### WHAT YOU ARE ASKED TO DO
Please change every "drawer pull handle" in these items to "cabinet knob" and leave the rest of the text as it is.

### GIVEN DATA
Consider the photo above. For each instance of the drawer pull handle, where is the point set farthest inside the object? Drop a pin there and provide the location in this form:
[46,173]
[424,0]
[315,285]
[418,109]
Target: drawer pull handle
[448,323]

### SOLUTION TO THIS EXERCISE
Consider the photo above. For each instance of the cabinet knob, where is the point set farthest inside the object? Drop a pin there and provide the location in this form:
[46,173]
[424,0]
[315,285]
[418,109]
Target: cabinet knob
[448,323]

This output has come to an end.